An unbound variable contains the null or the self pointer -- or, in our case,
the name of the variable for easy printing. When a free type variable is
unified with some type t', the reference cell is overwritten with the
pointer to t'. To prevent cyclical (and, for us, unsound) types,
the `occurs check' is performed first: occurs tv t' traverses t' raising
an exception if it comes across the type variable tv:
let rec unify : typ -> typ -> unit = fun t1 t2 ->
if t1 == t2 then () (* t1 and t2 are physically the same *)
else match (t1,t2) with
| (TVar ({contents = Unbound _} as tv),t') | (t',TVar ({contents = Unbound _} as tv)) ->
occurs tv t'; tv := Link t'
| (TVar {contents = Link t1},t2) | (t1,TVar {contents = Link t2}) ->
unify t1 t2
| (TArrow (tyl1,tyl2), TArrow (tyr1,tyr2)) ->
unify tyl1 tyr1;
unify tyl2 tyr2
(* everything else is error *)
The type checker is totally standard. It infers the type for the
expression exp in the type environment env:
type env = (varname * typ) list
let rec typeof : env -> exp -> typ = fun env -> function
| Var x -> inst (List.assoc x env)

Stored items:

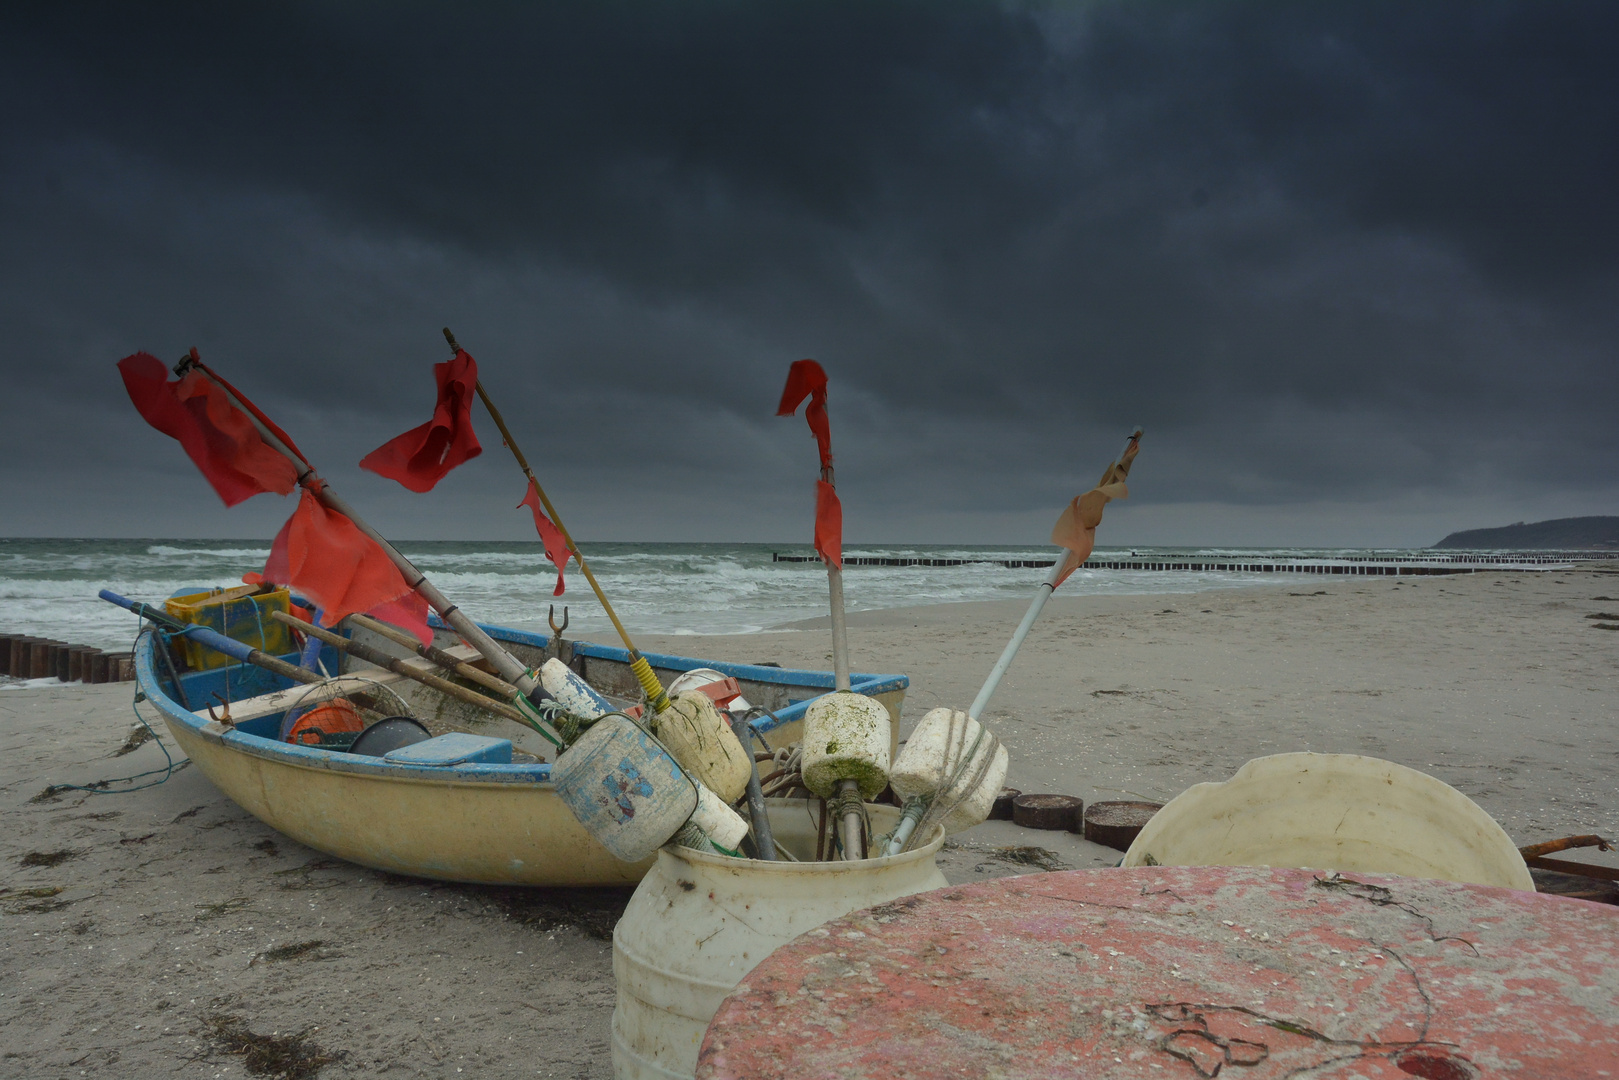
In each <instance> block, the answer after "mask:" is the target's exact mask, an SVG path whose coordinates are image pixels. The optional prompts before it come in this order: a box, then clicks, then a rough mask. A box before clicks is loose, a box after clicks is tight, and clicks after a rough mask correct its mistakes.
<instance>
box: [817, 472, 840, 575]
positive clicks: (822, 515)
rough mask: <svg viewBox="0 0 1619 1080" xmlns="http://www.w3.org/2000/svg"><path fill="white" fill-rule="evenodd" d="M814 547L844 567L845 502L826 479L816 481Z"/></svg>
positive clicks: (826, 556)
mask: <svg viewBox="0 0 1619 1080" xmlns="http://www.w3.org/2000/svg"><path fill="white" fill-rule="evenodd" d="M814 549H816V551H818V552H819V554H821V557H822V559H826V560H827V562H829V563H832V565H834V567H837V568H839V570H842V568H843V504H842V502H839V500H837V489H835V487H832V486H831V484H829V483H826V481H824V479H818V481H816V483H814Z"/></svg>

■ **Study questions**
A - In the text on type unification, what does an unbound type variable contain in this implementation?
B - Pick up the text on type unification and type checking after its last line and keep writing.

■ **Responses by item number**
A - It contains the name of the variable, for easy printing.

B -
| Lam (x,e) ->
let ty_x = newvar () in
let ty_e = typeof ((x,ty_x)::env) e in
TArrow(ty_x,ty_e)
| App (e1,e2) ->
let ty_fun = typeof env e1 in
let ty_arg = typeof env e2 in
let ty_res = newvar () in
unify ty_fun (TArrow (ty_arg,ty_res));
ty_res
| Let (x,e,e2) ->
let ty_e = typeof env e in
typeof ((x,gen ty_e)::env) e2
The function newvar allocates a new TVar, with a unique name.
The function inst instantiates a type schema, that is,
replaces each QVar with a fresh TVar. It is also standard.
The generalization function is unsound: it quantifies all free variables
in the type regardless of the environment: let rec gen : typ -> typ = function (* unsound! *)
| TVar {contents = Unbound name} -> QVar name
| TVar {contents = Link ty} -> gen ty
| TArrow (ty1,ty2) -> TArrow (gen ty1, gen ty2)
| ty -> ty
The quantification replaces a TVar with the corresponding QVar.
The original TVar is hence implicitly deallocated: When a free variable is
bound, it `disappears', being replaced by the `pointer' to the binder.
With respect to type variables, typeof allocates free variables,
unifies them, and deallocates, after quantification.
Let us type check simple examples observing the sequence of these
three main operations that affect free type variables. The first example
is the one where nothing should go wrong:
fun x -> let y = fun z -> z in yThe trace of type-checking, showing only type-variable related operations, is as follows.
1 ty_x = newvar () (* fun x -> ... *)
2 ty_e = (* let y = fun z -> z in y *)
3 ty_z = newvar (); (* fun z -> ... *)
3 TArrow(ty_z,ty_z) (* inferred for: fun z -> z *)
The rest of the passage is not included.